**SUPPLIED ENTRIES**
::::::::
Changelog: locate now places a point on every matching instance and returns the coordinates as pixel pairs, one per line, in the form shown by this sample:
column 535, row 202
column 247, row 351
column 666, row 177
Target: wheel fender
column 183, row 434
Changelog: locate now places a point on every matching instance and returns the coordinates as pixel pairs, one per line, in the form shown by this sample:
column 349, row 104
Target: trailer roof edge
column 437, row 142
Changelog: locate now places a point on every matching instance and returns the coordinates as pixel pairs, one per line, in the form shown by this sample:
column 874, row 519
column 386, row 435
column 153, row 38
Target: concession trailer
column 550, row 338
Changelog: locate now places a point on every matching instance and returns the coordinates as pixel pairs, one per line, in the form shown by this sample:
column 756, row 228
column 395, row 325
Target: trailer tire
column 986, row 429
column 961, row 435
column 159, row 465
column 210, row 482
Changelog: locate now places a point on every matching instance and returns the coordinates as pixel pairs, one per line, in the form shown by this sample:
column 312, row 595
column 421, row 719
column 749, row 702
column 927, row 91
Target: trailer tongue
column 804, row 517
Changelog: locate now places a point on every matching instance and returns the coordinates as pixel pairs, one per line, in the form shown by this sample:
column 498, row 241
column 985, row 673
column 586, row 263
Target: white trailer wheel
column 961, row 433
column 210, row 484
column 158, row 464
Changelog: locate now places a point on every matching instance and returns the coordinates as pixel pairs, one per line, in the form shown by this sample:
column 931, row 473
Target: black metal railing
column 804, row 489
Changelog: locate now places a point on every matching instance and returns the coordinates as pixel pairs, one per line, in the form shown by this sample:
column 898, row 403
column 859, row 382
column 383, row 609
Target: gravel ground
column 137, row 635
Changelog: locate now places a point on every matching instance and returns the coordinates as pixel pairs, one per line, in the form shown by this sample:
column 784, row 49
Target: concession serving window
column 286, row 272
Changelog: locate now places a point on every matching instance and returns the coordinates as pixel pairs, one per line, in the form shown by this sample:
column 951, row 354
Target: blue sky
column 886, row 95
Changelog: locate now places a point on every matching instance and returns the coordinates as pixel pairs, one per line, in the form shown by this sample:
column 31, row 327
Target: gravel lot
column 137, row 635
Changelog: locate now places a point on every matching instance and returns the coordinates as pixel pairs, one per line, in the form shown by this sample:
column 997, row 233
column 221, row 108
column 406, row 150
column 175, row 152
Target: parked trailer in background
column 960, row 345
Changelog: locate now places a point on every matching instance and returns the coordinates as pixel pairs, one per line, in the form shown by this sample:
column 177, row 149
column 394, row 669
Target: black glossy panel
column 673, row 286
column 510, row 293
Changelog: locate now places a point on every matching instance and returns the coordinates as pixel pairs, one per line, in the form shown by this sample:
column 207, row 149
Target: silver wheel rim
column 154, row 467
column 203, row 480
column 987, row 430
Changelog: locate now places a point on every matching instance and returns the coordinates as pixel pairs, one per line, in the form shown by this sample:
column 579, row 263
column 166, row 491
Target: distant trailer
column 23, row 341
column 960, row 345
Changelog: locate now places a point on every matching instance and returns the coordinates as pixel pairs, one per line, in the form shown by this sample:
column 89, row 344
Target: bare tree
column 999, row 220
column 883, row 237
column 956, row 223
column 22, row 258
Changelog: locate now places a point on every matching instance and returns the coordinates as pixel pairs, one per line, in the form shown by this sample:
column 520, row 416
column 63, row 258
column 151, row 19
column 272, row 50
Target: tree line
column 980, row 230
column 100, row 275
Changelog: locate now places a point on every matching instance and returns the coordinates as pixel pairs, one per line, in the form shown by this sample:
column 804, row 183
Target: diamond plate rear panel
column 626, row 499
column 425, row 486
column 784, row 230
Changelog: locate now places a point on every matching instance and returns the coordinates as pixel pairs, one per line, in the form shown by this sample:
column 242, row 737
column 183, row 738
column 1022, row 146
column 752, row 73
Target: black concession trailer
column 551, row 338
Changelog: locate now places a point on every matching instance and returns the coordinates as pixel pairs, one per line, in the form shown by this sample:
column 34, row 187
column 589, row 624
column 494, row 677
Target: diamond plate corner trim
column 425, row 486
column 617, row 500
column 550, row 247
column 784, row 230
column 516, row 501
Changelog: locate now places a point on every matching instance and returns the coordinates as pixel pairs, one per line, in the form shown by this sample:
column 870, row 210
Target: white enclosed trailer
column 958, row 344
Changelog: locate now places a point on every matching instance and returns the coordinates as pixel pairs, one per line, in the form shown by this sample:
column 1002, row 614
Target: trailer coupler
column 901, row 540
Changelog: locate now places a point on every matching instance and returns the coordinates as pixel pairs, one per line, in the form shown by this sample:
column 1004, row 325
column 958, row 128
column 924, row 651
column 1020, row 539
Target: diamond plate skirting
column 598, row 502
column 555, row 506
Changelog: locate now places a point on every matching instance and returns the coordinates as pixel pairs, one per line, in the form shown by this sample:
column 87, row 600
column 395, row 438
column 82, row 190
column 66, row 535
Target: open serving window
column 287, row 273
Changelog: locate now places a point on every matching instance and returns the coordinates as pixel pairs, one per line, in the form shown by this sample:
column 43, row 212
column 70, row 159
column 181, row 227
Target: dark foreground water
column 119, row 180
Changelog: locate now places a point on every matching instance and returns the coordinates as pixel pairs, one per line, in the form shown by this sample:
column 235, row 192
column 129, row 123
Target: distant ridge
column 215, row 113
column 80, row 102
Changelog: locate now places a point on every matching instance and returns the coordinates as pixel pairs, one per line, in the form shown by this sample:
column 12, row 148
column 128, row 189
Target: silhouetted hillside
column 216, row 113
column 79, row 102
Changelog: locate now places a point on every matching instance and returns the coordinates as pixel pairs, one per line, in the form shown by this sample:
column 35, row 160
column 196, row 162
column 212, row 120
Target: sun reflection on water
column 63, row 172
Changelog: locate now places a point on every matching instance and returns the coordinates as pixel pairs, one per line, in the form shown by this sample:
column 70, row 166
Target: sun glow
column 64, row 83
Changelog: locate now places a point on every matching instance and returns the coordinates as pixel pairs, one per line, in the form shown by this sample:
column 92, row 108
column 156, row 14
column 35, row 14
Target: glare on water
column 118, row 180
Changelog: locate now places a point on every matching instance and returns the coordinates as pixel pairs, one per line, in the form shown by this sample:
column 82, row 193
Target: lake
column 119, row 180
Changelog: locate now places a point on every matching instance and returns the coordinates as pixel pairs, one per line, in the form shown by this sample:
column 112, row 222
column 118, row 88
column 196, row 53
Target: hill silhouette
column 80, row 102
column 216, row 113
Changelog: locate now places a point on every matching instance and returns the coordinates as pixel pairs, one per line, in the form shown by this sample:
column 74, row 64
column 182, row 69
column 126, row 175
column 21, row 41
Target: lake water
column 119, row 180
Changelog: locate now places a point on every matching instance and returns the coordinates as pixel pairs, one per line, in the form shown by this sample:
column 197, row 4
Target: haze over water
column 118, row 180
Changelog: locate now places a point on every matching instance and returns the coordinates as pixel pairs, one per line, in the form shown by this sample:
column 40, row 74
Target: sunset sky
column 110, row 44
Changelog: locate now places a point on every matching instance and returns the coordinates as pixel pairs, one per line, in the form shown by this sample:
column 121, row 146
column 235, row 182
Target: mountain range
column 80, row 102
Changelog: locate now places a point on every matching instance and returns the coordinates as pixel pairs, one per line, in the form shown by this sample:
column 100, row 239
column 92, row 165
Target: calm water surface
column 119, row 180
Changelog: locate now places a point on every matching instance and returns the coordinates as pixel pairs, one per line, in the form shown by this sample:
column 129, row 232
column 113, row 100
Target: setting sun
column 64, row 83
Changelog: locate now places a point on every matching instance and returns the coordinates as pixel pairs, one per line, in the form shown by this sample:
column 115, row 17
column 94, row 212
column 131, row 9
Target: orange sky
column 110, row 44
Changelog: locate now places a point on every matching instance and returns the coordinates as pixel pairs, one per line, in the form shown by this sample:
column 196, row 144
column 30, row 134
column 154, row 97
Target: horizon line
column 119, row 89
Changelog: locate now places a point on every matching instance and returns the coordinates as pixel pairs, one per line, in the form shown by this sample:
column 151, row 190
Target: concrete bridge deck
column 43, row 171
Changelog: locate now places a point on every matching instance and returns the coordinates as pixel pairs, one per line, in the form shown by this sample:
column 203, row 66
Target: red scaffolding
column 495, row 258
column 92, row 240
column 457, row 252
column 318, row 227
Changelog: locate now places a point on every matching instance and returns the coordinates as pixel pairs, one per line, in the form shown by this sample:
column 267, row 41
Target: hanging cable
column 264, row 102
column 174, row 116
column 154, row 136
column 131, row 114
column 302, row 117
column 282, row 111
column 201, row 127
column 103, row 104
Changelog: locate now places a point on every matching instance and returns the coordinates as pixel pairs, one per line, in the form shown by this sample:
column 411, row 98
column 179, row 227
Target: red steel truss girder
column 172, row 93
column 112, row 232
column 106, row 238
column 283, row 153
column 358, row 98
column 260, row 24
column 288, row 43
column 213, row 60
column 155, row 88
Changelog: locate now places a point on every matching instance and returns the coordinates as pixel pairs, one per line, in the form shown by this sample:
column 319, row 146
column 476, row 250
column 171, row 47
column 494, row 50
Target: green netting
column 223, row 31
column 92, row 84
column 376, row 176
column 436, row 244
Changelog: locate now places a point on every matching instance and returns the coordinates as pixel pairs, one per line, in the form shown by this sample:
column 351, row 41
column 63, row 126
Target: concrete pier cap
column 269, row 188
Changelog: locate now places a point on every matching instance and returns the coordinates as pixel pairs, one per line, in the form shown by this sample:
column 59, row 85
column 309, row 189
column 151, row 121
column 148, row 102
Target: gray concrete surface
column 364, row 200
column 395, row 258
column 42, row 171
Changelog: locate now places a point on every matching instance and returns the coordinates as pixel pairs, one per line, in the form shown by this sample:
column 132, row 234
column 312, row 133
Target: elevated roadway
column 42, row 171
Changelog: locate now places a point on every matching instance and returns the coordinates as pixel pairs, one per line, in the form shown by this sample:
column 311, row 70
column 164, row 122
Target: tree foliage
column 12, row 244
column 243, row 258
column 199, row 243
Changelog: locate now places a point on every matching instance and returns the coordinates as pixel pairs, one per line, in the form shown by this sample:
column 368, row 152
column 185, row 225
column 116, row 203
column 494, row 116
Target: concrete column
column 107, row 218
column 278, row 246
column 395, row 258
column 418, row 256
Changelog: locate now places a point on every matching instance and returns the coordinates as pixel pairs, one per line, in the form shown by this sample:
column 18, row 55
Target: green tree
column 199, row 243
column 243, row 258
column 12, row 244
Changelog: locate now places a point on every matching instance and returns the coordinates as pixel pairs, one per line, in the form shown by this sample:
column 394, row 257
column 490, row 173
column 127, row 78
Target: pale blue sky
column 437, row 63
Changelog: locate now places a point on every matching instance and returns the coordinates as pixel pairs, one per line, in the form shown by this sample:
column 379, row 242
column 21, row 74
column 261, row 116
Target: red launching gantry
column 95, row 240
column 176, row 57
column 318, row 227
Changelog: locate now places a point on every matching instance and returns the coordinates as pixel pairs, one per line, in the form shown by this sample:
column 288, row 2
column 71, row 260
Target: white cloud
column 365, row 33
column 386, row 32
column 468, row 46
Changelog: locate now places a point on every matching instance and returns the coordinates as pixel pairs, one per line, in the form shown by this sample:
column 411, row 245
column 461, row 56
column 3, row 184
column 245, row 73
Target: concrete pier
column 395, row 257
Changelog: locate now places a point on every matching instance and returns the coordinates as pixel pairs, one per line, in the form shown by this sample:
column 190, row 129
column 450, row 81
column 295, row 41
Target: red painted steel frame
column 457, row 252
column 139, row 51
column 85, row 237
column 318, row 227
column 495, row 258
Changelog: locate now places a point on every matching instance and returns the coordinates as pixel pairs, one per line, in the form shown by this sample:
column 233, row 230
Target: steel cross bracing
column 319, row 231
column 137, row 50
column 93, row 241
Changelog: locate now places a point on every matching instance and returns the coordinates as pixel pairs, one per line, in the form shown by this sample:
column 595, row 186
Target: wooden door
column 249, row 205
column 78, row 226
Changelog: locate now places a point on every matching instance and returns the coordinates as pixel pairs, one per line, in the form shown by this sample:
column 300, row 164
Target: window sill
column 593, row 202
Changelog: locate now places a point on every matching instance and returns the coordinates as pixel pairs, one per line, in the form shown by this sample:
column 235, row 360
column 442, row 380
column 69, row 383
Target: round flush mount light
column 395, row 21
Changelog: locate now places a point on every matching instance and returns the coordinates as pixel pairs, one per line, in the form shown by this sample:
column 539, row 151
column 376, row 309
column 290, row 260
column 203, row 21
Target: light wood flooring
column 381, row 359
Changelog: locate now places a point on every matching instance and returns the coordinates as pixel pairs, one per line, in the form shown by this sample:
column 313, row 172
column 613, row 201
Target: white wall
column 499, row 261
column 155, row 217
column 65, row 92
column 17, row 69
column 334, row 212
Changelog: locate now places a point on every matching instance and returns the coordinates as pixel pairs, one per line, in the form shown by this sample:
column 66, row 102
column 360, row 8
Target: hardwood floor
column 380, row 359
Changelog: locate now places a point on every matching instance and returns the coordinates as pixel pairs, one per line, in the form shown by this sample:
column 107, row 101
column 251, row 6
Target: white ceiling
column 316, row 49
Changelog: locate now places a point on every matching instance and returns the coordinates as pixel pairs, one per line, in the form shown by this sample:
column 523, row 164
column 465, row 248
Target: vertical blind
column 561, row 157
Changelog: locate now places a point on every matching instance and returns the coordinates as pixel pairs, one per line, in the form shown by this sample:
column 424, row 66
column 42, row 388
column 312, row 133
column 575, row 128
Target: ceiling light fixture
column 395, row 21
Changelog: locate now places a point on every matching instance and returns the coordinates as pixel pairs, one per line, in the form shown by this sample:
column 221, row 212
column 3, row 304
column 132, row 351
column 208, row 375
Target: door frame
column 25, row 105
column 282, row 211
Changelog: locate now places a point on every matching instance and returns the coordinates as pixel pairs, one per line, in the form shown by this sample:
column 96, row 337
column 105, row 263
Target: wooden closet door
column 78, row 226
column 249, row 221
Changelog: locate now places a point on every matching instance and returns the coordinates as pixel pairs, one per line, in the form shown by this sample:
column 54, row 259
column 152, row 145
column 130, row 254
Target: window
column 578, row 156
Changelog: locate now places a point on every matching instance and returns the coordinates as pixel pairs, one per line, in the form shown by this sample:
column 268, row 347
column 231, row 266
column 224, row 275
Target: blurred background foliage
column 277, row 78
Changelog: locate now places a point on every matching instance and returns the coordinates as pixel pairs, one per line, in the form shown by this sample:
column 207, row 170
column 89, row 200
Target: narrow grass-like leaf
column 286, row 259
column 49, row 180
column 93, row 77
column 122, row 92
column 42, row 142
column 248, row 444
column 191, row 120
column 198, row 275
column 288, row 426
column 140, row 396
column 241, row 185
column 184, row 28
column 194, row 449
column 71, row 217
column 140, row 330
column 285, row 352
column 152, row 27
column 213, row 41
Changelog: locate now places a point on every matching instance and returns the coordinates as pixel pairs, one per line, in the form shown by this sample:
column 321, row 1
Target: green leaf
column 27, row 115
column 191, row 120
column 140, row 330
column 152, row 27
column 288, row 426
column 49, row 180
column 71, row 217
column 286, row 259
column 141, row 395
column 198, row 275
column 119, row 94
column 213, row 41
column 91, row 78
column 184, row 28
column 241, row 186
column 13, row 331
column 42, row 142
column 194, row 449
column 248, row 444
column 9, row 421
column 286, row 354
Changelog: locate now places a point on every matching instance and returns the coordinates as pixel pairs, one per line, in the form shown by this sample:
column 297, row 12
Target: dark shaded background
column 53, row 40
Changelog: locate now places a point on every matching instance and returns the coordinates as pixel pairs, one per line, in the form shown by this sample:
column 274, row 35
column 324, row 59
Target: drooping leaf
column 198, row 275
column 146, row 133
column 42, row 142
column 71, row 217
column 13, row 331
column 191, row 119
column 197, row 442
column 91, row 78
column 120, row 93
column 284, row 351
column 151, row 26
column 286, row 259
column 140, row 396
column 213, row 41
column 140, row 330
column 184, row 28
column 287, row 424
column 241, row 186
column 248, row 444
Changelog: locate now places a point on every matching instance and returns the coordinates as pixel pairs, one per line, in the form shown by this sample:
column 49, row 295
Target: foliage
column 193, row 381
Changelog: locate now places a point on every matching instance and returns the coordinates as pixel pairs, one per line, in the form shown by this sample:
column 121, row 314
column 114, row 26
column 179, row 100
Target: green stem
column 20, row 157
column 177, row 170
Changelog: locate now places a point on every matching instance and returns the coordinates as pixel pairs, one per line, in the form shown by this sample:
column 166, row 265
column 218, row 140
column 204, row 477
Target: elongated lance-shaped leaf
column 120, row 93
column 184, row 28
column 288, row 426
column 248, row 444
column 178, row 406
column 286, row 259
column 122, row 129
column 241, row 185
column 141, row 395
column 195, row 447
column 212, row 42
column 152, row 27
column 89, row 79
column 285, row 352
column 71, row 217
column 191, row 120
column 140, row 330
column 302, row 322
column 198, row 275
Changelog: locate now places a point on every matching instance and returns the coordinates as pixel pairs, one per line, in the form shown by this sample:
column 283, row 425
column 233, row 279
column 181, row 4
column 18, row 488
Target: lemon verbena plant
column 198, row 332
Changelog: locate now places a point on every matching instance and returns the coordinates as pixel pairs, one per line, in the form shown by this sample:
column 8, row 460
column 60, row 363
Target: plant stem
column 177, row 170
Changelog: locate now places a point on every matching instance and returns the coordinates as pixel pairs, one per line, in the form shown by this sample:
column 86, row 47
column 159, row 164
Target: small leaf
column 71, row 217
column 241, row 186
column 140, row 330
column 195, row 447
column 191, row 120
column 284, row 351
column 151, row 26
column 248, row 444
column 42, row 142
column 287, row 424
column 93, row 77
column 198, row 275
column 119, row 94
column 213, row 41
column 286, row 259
::::::::
**PROBLEM STATEMENT**
Update the data from its first line through the line holding "column 804, row 489", inclusive, swapping "trailer" for "camper" and leaving everything else the same. Return only those lines.

**TASK RESULT**
Changelog: locate now places a point on every matching instance and returns the coordinates as pixel pairs, one per line, in the form shown by this sample:
column 535, row 202
column 247, row 351
column 666, row 177
Target: wheel fender
column 183, row 434
Changelog: locate now places a point on every matching instance and returns the coordinates as pixel pairs, one per line, in the form shown by this sample:
column 349, row 104
Target: camper roof edge
column 437, row 142
Changelog: locate now places a point on every matching instance and returns the coordinates as pixel pairs, one per line, in the form shown by this sample:
column 874, row 519
column 386, row 435
column 153, row 38
Target: concession camper
column 550, row 338
Changelog: locate now places a point on every matching instance and returns the coordinates as pixel pairs, one per line, in the form shown by this sample:
column 756, row 228
column 395, row 325
Target: camper tire
column 986, row 429
column 961, row 435
column 159, row 465
column 210, row 482
Changelog: locate now places a point on every matching instance and returns the coordinates as pixel pairs, one per line, in the form shown by this sample:
column 312, row 595
column 421, row 719
column 749, row 702
column 927, row 91
Target: camper tongue
column 804, row 517
Changelog: locate now places a point on every matching instance and returns the coordinates as pixel pairs, one per line, in the form shown by this sample:
column 498, row 241
column 985, row 673
column 586, row 263
Target: white camper wheel
column 961, row 433
column 210, row 484
column 158, row 464
Changelog: locate now places a point on every matching instance and returns the coordinates as pixel pairs, one per line, in the form shown by this sample:
column 931, row 473
Target: black metal railing
column 804, row 489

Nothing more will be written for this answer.